◆ **What this task involves**: Go through the records and transcribe them exactly, passing over any picture.

++++++

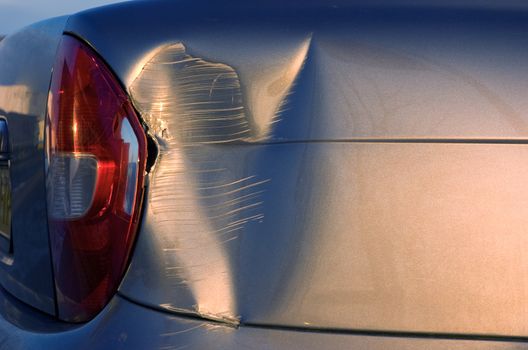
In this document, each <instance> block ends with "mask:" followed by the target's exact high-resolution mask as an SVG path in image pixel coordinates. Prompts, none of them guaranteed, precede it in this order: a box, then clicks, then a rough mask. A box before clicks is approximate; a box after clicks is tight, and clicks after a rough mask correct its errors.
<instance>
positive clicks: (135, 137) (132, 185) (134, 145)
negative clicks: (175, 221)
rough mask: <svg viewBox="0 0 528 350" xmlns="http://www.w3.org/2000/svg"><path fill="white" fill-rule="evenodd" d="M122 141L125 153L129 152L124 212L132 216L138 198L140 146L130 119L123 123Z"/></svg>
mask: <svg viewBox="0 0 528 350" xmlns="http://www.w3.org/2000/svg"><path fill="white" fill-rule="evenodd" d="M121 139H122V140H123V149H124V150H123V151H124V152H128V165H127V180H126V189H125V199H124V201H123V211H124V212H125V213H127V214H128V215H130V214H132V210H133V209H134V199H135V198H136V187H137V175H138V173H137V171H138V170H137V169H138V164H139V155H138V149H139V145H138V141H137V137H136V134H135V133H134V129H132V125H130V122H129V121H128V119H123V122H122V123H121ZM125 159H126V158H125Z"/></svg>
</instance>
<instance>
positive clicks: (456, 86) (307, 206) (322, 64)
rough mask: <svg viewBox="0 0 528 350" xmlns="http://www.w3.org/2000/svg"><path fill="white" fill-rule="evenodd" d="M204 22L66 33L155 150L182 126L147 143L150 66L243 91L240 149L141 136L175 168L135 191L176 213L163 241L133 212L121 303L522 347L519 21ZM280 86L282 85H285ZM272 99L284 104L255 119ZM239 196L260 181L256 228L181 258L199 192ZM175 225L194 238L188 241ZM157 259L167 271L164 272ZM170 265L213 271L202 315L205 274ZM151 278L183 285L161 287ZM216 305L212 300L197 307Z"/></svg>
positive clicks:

++++++

◆ **Worked solution**:
In this document, each <instance> block ends with "mask:" followed by the target's exact high-resolution mask as an SVG path in image pixel coordinates. Prompts, none of them guaranteed, precede it in this order: a box, then clicks, then a rough mask. A box before clicks is approximate; a box after clicks is tight, and clicks after a rough mask correct its errors.
<instance>
positive clicks: (135, 137) (132, 185) (134, 145)
negative clicks: (175, 221)
rough mask: <svg viewBox="0 0 528 350" xmlns="http://www.w3.org/2000/svg"><path fill="white" fill-rule="evenodd" d="M122 141L125 153L129 152L124 212L132 216L138 198L140 146L130 119L123 123Z"/></svg>
mask: <svg viewBox="0 0 528 350" xmlns="http://www.w3.org/2000/svg"><path fill="white" fill-rule="evenodd" d="M121 139H122V140H123V149H124V150H123V151H124V152H128V165H127V180H126V189H125V199H124V201H123V211H124V212H125V213H127V214H128V215H130V214H132V210H133V209H134V199H135V198H136V187H137V175H138V173H137V171H138V170H137V169H138V164H139V155H138V149H139V145H138V141H137V137H136V134H135V133H134V129H132V125H130V122H129V121H128V119H123V122H122V123H121ZM125 159H126V158H125Z"/></svg>
</instance>
<instance>
positive clicks: (456, 86) (307, 206) (322, 64)
rough mask: <svg viewBox="0 0 528 350" xmlns="http://www.w3.org/2000/svg"><path fill="white" fill-rule="evenodd" d="M204 22L66 33L155 150L182 126L147 143L150 66L243 91L240 149L141 136L175 168L135 191L176 213L163 241L133 212L121 303L522 347L519 21ZM280 86L282 85H285ZM272 99L284 104L255 119ZM239 196L260 181L256 228L181 258L199 192ZM175 225L194 238L188 241ZM157 259L167 271L164 272ZM170 265L213 271L202 315L205 274ZM151 278L183 285L161 287ZM216 305L212 300L197 307Z"/></svg>
positive clicks:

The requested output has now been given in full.